→ **Source text**
※
Expert Advice with Brett Warren 03/10/2018

 

If you’re planning on buying a new home or investment property governed by a body corporate or strata, you’ll need to know how much you’ll be stumping up each year in fees (and what those fees cover).

These annoying levies are a necessary evil; without them, your body corporate can’t adequately manage and maintain the property to the highest possible standard.

What do they fund?

Your body corporate fees cover everything from building insurance and maintaining common areas, through to shared utilities, building works and repairs.

The funds that you and the other owners pay each year form the body corporate or strata committee budget, and will be distributed between an administrative fund and a sinking fund dedicated to capital works, covering both day-to-day expenses and the irregular, large-scale works.

How much you’ll need to pay will be determined several factors, including:

  • What onsite facilities require maintenance, such as pools, gyms or gardens;
  • The size, structure and age of the building;
  • The number of ‘lots’ or ‘units’ you own within the complex (a 4-bedroom unit may represent more lots than a 2-bed unit); and,
  • The fees the body corporate charge for their management service.

If body corporate fees on your strata titled property are a concern for you, it’s important to note the features of a property that could see these levies mounting up, before you buy.

For example, certain fixtures, fittings and finishes are more costly to maintain than others – timber is a good example, as regular cleaning, oiling and re-staining can quickly add up.

Automated items such as remote garage doors are certainly convenient, buy they have a tendency to malfunction often and cost a lot more to repair than the manually operated variety.

Sometimes, smaller buildings have cheaper body corporate fees, as they have fewer common areas or facilities to maintain.

However, a small complex with a pool, spa and gym could see you forking out large sums each quarter in body corporate fees, as the expense of maintaining these is split between fewer owners than it is in a high-rise block.

While owner occupiers might like these features we suggest investors steer clear of buildings with these type of expenses

How are body corporate fees decided?

The total amount required to maintain and manage the building for each year is budgeted, and then divided up between the owners.

In some properties, each lot has the same entitlements and thus the same responsibility for body corporate fees, while in other buildings, lots which are larger in size or have access to additional facilities may incur higher fees – for example, a penthouse apartment.
※
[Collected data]
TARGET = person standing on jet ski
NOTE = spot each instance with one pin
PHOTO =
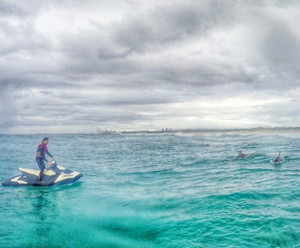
(41, 156)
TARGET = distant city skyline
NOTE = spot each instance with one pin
(71, 67)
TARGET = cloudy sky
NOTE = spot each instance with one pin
(72, 66)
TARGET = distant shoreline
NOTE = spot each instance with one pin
(229, 131)
(257, 130)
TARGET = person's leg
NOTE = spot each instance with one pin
(41, 165)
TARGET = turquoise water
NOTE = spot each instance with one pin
(155, 191)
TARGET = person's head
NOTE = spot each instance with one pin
(45, 141)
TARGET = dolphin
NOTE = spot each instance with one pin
(243, 155)
(279, 158)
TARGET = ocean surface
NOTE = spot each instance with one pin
(183, 190)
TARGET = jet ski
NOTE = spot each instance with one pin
(53, 175)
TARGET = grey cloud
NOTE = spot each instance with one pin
(119, 71)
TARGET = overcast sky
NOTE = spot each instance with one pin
(72, 66)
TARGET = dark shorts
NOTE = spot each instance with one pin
(40, 163)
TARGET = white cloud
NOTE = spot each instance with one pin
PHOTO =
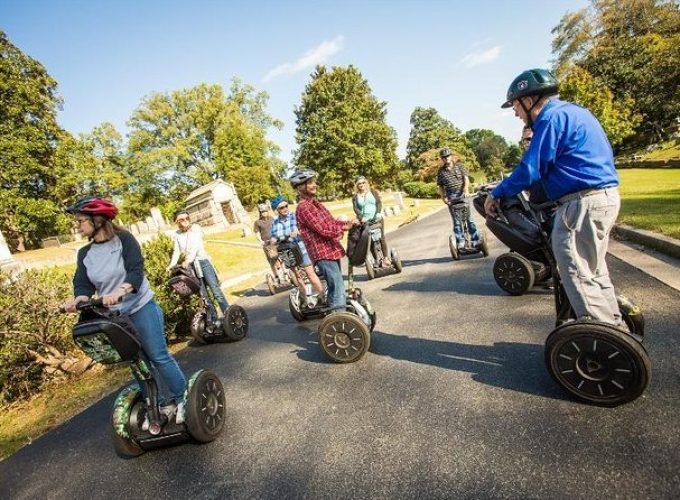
(478, 57)
(317, 55)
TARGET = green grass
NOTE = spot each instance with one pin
(650, 199)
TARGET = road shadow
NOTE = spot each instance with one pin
(506, 365)
(419, 262)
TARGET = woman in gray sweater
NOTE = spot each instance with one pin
(112, 266)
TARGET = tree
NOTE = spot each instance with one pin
(487, 146)
(633, 48)
(430, 131)
(186, 138)
(341, 131)
(29, 134)
(616, 117)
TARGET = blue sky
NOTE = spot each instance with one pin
(455, 56)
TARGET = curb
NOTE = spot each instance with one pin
(658, 242)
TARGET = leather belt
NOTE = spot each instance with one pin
(584, 194)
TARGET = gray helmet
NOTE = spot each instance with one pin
(531, 82)
(299, 177)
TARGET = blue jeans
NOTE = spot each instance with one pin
(213, 282)
(149, 323)
(337, 300)
(458, 222)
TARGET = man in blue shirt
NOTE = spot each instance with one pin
(572, 159)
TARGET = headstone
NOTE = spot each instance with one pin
(399, 199)
(151, 222)
(158, 217)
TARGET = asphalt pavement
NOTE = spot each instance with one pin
(452, 401)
※
→ **Aim**
Reproduce the passage of the article on body corporate fees from "If you’re planning" up to and including "do they fund?", substituting "owners corporation" for each occurrence of "body corporate".

→ **Task result**
If you’re planning on buying a new home or investment property governed by a owners corporation or strata, you’ll need to know how much you’ll be stumping up each year in fees (and what those fees cover).

These annoying levies are a necessary evil; without them, your owners corporation can’t adequately manage and maintain the property to the highest possible standard.

What do they fund?